SOURCE PASSAGE:
Segment Open

239 U.S. 330
TEXAS & PACIFIC RAILWAY COMPANY, Plff. in Err.,
J. T. BIGGER et al.
Submitted November 30, 1915.
Decided December 13, 1915.
[239 U.S. 330, 331] Messrs. George Thompson and T. D. Cobbs for plaintiff in error.
Messrs. H. C. Carter and Perry J. Lewis for defendants in error.
Mr. Justice McKenna delivered the opinion of the court:
Action for personal injuries, brought by J. T. Bigger against plaintiff in error and the International & Great Northern Railway Company and the St. Louis, Iron Mountain, & Southern Railway Company in the state district court of Bexar county, Texas.
The case made by Bigger's pleading was this:
Bigger was a passenger upon the Texas & Pacific Railway Company's train on a ticket from San Antonio, Texas, to Owensboro, Kentucky, and return, having purchased the ticket from the International & Great Northern Railway Company, at San Antonio, Texas. A partnership was alleged between the companies.
Bigger was returning from Owensboro to San Antonio, and was compelled and required to leave the train at [239 U.S. 330, 332] Longview during a very severe downpour of rain at a place where there was no protection. His clothes became thoroughly drenched with rain, and he was required to ride in them so drenched until he reached San Antonio at about 10 o'clock at night. As a result of such exposure and wetting he became seriously ill.
At the time the Texas & Pacific reached the state at Longview there was in the train a car destined to San Antonio, on the line of the International & Great Northern Railway, of which the employees of the Texas & Pacific knew, but they neglect to inform Bigger of the fact and give him an opportunity to transfer to such car.
It was charged in his complaint that such facts constituted negligence on the part of the company and its employees.
In accordance with a petition by the Texas & Pacific Company the case was removed to the United States district court for the western district of Texas. There an amended petition or complaint was filed, suggesting Bigger's death, and his wife and six children were made parties plaintiff.
The St. Louis, Iron Mountain, & Southern Railway Company filed a separate demurrer and answer.
The International & Great Northern Railway Company and the Texas & Pacific Railway Company joined in a general demurrer and in an answer to the merits. Subsequently both of the latter companies were given leave to amend and availed themselves of it. The answer of the Texas & Pacific Railway Company contained a general demurrer, a general denial of the allegations, and set up special matters in defense. It contained no plea or exception to the jurisdiction in the court, state or Federal.

Segment Closed

[Referring expression data]
Segment Open

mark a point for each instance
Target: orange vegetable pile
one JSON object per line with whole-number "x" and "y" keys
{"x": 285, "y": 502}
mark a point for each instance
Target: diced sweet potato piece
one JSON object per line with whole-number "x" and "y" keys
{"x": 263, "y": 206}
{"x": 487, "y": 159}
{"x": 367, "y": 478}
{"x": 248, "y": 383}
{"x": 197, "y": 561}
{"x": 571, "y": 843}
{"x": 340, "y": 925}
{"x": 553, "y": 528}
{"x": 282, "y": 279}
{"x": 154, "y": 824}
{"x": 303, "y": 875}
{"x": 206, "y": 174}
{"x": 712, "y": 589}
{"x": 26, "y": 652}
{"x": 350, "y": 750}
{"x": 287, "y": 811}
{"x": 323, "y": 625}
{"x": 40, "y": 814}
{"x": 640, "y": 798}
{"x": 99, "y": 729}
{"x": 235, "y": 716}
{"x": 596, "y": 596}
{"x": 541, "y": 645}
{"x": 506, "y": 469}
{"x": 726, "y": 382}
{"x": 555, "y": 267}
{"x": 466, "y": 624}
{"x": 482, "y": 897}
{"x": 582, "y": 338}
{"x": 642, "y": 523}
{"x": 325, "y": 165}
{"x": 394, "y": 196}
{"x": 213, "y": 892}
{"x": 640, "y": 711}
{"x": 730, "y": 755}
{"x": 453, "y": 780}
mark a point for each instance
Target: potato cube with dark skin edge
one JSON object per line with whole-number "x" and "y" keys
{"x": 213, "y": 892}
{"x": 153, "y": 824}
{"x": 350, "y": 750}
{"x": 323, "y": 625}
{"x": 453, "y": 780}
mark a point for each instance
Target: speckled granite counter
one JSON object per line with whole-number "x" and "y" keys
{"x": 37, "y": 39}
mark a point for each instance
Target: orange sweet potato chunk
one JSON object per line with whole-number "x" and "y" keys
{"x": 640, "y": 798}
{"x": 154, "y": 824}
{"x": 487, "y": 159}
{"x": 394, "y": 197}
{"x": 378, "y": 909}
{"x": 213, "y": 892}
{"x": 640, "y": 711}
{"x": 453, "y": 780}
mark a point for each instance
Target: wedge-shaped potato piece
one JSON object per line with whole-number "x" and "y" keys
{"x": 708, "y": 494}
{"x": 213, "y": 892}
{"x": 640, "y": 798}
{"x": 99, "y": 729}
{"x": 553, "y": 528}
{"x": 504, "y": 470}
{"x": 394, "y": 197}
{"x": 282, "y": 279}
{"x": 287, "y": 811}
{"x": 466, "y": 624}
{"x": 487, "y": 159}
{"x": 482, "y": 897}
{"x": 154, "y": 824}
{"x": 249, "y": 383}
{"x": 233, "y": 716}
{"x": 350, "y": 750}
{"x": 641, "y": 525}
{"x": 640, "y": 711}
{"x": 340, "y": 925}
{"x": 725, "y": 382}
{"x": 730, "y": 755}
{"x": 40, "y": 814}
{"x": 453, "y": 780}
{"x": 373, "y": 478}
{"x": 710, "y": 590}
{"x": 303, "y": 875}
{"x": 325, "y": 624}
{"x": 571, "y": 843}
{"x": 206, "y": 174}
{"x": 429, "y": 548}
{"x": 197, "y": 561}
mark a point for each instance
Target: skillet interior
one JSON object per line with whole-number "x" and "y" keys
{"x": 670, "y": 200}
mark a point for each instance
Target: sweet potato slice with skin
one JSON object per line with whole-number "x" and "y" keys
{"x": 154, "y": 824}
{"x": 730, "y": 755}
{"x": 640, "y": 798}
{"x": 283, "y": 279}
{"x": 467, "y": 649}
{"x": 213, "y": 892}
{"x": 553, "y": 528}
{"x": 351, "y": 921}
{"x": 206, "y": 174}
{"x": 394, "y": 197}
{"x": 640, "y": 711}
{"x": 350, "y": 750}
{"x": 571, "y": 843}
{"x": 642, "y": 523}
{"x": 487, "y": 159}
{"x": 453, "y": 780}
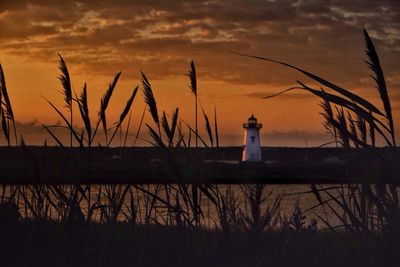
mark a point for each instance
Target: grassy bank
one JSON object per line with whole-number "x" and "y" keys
{"x": 41, "y": 243}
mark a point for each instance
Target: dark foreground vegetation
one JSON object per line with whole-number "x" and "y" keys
{"x": 55, "y": 224}
{"x": 39, "y": 243}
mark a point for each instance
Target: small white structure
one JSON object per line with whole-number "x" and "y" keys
{"x": 251, "y": 142}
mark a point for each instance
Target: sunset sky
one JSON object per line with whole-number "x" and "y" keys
{"x": 99, "y": 38}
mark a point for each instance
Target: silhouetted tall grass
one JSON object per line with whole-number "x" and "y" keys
{"x": 373, "y": 207}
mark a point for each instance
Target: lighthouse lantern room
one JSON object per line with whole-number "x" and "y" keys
{"x": 251, "y": 142}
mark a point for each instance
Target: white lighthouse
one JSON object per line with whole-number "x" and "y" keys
{"x": 251, "y": 142}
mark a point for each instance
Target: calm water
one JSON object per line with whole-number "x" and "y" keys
{"x": 101, "y": 202}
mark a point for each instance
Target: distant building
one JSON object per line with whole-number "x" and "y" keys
{"x": 251, "y": 142}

Segment Closed

TO DO:
A: According to the railway injury opinion, why did Bigger become seriously ill? Answer in one to three sentences.
B: Go on with the railway injury opinion, starting after its last sentence.

ANSWERS IN ORDER:
A: He became seriously ill from exposure and wetting. He was required to leave the train at Longview during a very severe downpour at a place with no protection, and then had to ride in his drenched clothes until he reached San Antonio at about 10 o'clock at night.

B:
The case was continued and set for trial upon motion of defendants, and the Texas & Pacific Railway Company then filed a second amended answer, in which it set up that it was incorporated under an act of Congress, had [239 U.S. 330, 333] its domicil in Dallas, Texas, that no part of its road was in Bexar county, and therefore the action was improperly brought in the latter county, and the court was without jurisdiction to try it, it being 'one arising under and involving damages for personal injury.' Insufficiency of the petition in law was also alleged and that the petition showed on its face that the company was a common carrier without any elements of partnership existing between it and the other defendants. The answer also contained general denials of the allegations of the petition, and averred besides that Bigger had ample opportunity to transfer from one coach to another, and that had he used ordinary care he would have got into the proper coach either when he first boarded the train or at some time during passage. That the railway company complied with its duty when it safely transported Bigger to Longview, and at that station its relation to him, so far as he was a passenger, terminated, as he was entitled to ride to such point and no farther.
That it stopped its train at the usual place, and the station building and shelter from rain was in close proximity to such point. That other passengers alighted and proceeded to such station building, that there was no reason why Bigger should not have done so, and that his exposure was due to his own negligence.
That his ill health and subsequent death were not caused by nor were they the result of any negligence of the company, but that he was in an extremely poor state of health, having been the victim for a long time of a tubercular infection which had so far progressed that he had been compelled to give up his work and return to San Antonio, with hope practically abandoned, and that his death was the proximate and direct result of such infection.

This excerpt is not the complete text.